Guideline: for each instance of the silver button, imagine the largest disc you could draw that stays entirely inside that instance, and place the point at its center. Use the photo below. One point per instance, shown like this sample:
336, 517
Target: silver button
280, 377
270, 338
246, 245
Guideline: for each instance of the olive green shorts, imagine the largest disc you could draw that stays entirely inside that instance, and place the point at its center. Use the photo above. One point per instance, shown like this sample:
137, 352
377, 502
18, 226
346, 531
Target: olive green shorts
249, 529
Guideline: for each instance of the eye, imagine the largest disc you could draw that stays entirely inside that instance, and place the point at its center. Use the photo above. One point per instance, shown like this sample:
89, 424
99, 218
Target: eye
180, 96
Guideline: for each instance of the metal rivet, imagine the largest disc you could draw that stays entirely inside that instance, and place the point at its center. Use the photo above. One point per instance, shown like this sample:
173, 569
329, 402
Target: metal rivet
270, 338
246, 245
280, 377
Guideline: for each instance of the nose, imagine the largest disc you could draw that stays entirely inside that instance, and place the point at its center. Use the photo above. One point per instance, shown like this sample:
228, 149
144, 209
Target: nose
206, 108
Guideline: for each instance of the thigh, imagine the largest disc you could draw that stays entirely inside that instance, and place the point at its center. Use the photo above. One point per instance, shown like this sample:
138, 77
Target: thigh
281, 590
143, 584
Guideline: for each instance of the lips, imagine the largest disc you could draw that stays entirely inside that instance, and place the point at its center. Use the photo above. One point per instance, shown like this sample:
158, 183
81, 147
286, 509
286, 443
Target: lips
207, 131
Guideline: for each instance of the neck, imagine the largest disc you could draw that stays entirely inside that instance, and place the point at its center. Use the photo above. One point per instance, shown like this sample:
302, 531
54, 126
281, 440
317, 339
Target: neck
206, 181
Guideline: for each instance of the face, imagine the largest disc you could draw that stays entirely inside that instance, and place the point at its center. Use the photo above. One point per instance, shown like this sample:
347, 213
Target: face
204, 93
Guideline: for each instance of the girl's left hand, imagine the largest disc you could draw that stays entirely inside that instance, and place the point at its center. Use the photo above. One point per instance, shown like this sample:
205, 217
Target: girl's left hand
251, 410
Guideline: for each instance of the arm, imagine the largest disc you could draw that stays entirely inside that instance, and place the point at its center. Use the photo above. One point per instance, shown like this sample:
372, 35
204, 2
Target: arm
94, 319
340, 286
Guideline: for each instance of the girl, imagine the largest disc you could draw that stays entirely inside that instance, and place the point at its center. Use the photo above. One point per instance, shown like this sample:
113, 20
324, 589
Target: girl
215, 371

• • • • • • •

Written request » Copy all of the records above, character for character, without adding, dropping, or changing anything.

Exercise result »
Guideline: for each instance of the silver button, imagine the largest disc you could draw that stays entirely inside that instance, and place the point at its center. Use the photo below. One point per instance, shown like this sample:
336, 517
Target: silver button
280, 377
270, 338
246, 245
Guideline: for each instance of the olive green shorts, imagine the largest disc you could draw that stays entirely inside that instance, and place the point at its center. Use the photo above. One point per instance, shown like this sample:
137, 352
377, 502
18, 226
346, 531
Target: olive green shorts
249, 529
Guideline: for each instance of the eye, imagine the largest disc you could draw that stays entirely inside that instance, and place the point at its center. Use the photo above. One point per instance, shown like this sample:
89, 424
99, 218
Target: eye
180, 96
Guideline: for each instance of the metal rivet, imagine the largest disc you could draw that stays entirely inside that instance, and place the point at its center. Use the photo above. One point per instance, shown like this sample:
173, 569
329, 402
Target: metal rivet
270, 338
246, 245
280, 377
Guideline: for each instance of the nose, imagine the largest disc you could draw that stays entirely inside that instance, and place the point at its center. Use the photo above. One point per instance, shown like this sample:
228, 149
144, 209
Target: nose
206, 108
Guideline: for each instance of the thigh, imagine the largest disc you could draw that stays entirely inside that instance, and place the point at its center. Use the photo above. One point per instance, shown like this sample:
138, 77
Target: thigh
281, 590
143, 584
Guideline: for each instance of the lips, imagine the largest disc you could draw that stays entirely inside that instance, and place the point at its center. Use the photo above. One point per instance, shown like this sample:
158, 183
81, 147
286, 509
286, 443
Target: lips
207, 131
Guideline: for each instance of the neck, imagine the largest disc you could draw that stays entirely inside that instance, and place the point at its center. Use the photo above. One point per instance, shown like this sample:
302, 531
54, 126
281, 440
317, 339
Target: neck
206, 181
Guideline: for each instance of the face, imagine the largest disc you could draw that stays entirely inside that instance, and place the point at its center. Use the photo above. One point per instance, shown like this sample:
347, 213
Target: face
204, 93
Guideline: for each instance of the girl's left hand, imagine the largest disc you could draw that stays entirely inside that instance, and place the point at its center. Use the photo above. One point per instance, shown like this sample:
205, 217
Target: girl's left hand
251, 410
Guideline: for each instance of the arm, imagine the largest disc you could draw that stays entirely inside that instance, and place the point at its center. Use the photo above. One point per instance, shown like this sample:
372, 35
204, 2
Target: arm
94, 319
340, 286
Guideline: for each instance of the girl, imagine the largest disc you could draw that stays entirely inside that instance, and place the point at its center. Use the photo above. One point per instance, shown like this sample:
113, 20
324, 589
Target: girl
215, 371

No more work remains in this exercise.